··· Given data

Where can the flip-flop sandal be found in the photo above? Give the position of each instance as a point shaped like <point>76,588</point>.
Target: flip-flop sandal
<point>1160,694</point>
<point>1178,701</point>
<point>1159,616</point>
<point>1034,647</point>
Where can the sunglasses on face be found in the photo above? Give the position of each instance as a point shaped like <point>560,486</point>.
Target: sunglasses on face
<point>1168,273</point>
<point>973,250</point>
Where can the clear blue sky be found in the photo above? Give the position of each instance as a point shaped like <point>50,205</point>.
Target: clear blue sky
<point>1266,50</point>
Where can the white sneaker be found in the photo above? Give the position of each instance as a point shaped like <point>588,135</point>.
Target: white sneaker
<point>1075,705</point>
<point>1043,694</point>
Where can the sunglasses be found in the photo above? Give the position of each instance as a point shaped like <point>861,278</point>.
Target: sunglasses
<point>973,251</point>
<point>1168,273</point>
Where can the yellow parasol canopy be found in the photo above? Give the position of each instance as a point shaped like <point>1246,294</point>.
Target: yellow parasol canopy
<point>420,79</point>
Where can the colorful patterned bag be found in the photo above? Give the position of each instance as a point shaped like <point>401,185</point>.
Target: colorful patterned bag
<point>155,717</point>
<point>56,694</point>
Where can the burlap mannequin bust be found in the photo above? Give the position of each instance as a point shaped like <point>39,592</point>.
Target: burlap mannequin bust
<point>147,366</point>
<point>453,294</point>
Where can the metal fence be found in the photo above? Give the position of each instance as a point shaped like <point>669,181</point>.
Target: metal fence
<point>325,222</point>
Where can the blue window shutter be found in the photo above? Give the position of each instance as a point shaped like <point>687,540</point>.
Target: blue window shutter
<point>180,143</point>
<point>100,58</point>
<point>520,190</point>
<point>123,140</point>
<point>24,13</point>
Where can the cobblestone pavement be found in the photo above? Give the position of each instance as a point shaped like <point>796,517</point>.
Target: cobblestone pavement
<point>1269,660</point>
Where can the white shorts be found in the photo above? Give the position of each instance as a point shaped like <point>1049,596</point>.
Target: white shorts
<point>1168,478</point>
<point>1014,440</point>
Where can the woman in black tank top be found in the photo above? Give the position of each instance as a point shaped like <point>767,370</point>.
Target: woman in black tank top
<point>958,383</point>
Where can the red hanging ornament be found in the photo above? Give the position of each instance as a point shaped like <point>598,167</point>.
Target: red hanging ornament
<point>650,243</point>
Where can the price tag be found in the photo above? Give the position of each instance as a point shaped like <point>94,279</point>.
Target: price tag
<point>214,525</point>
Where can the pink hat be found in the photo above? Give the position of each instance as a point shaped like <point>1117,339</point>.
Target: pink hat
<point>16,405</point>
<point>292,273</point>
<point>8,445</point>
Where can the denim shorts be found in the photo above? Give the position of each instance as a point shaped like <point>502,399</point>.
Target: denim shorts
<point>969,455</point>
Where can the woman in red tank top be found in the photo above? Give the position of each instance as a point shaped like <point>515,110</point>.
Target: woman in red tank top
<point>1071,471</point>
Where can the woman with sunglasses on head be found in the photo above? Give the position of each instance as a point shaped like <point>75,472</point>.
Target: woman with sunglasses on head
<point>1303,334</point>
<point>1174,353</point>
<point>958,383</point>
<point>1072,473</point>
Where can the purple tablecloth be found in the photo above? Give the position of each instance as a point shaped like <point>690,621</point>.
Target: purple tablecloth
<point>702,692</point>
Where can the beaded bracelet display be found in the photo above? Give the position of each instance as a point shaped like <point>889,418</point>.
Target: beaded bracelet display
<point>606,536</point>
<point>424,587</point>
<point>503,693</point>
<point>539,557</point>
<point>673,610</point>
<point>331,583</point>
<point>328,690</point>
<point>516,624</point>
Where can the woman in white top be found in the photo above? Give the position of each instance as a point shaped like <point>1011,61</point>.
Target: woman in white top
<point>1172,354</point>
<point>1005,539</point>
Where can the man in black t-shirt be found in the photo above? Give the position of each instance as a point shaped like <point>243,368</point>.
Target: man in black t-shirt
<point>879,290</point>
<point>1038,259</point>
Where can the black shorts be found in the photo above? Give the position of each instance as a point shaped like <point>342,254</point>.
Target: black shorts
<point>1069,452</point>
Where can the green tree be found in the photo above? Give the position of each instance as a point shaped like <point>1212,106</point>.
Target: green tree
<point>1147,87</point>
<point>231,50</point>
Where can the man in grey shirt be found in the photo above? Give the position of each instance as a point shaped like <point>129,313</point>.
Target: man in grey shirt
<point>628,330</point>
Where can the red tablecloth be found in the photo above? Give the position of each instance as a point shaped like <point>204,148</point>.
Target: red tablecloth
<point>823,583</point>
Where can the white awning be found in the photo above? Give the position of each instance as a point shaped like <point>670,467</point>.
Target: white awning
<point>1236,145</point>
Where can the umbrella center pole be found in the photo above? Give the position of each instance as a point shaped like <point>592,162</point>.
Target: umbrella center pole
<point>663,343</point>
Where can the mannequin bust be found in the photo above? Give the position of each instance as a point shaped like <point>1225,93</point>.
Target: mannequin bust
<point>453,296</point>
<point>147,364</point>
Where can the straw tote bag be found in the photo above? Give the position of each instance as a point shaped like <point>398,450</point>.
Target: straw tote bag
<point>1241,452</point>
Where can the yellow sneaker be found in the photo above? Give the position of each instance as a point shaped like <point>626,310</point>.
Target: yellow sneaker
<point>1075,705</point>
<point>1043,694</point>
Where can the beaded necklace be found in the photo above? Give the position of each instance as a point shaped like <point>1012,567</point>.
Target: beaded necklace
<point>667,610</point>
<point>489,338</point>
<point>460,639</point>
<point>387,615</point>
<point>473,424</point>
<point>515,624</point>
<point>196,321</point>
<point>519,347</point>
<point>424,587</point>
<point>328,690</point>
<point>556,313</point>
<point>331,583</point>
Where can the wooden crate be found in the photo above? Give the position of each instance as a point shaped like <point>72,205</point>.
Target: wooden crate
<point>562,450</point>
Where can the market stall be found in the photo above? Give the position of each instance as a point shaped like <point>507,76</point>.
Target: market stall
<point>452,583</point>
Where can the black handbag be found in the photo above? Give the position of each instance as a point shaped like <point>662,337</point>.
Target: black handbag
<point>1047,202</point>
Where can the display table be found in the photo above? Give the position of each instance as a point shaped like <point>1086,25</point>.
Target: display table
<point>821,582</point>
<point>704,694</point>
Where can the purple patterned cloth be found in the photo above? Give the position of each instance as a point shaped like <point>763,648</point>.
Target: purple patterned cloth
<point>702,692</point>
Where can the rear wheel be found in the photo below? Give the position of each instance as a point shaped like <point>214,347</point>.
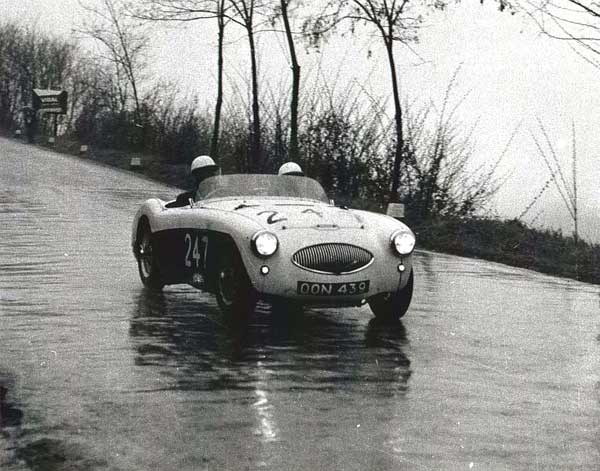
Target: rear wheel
<point>392,306</point>
<point>235,295</point>
<point>146,258</point>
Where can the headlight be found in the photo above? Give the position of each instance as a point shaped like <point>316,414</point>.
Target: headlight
<point>265,243</point>
<point>403,242</point>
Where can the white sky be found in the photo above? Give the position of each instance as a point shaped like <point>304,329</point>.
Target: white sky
<point>511,72</point>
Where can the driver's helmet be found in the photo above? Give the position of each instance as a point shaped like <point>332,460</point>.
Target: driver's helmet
<point>290,168</point>
<point>203,167</point>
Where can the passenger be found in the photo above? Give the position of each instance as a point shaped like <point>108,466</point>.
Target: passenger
<point>291,168</point>
<point>202,167</point>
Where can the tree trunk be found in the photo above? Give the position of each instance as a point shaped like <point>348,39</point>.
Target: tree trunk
<point>255,147</point>
<point>214,143</point>
<point>293,151</point>
<point>399,131</point>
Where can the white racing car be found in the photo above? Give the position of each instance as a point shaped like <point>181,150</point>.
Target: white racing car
<point>277,238</point>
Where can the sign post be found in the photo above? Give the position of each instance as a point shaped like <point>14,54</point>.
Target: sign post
<point>51,102</point>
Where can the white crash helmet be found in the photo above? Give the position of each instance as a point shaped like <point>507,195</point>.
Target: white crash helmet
<point>290,168</point>
<point>203,162</point>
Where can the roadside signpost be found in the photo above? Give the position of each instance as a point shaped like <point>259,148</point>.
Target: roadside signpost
<point>50,102</point>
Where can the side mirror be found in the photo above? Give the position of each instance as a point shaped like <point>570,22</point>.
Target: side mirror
<point>395,210</point>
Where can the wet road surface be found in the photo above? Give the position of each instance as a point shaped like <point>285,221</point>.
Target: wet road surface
<point>493,368</point>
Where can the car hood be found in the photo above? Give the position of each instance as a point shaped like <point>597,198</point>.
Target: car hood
<point>292,214</point>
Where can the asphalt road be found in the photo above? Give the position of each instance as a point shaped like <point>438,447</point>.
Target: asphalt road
<point>493,368</point>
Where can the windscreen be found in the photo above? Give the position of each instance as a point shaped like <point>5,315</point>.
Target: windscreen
<point>243,185</point>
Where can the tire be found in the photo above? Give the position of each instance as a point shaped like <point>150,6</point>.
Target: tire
<point>146,259</point>
<point>234,292</point>
<point>393,306</point>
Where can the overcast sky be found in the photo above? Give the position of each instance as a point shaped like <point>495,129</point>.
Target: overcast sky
<point>512,73</point>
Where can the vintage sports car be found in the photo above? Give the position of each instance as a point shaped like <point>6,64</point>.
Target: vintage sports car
<point>277,238</point>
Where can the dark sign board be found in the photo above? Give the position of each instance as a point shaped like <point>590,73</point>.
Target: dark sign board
<point>50,101</point>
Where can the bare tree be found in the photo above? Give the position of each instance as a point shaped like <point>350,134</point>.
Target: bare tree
<point>244,13</point>
<point>193,10</point>
<point>575,21</point>
<point>567,192</point>
<point>282,9</point>
<point>125,43</point>
<point>393,21</point>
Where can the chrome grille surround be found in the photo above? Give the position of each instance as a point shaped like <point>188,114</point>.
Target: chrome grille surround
<point>333,258</point>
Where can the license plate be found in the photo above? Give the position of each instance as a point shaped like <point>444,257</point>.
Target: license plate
<point>309,288</point>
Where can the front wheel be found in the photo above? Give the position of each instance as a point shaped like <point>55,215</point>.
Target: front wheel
<point>147,260</point>
<point>392,306</point>
<point>233,289</point>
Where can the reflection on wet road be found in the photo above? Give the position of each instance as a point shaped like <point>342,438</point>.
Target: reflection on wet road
<point>492,368</point>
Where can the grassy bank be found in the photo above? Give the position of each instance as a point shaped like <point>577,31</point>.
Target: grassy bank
<point>506,241</point>
<point>513,243</point>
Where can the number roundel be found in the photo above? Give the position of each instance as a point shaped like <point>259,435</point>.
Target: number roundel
<point>196,248</point>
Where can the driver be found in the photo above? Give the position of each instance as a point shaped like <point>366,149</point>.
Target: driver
<point>291,168</point>
<point>202,167</point>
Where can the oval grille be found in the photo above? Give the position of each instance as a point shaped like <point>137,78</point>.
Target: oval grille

······

### What to produce
What lines in the data above contain the word "oval"? Show them all.

### Solved problem
Where can the oval grille be found in the photo above? Give the position of each instance as a point shaped like <point>137,78</point>.
Target: oval grille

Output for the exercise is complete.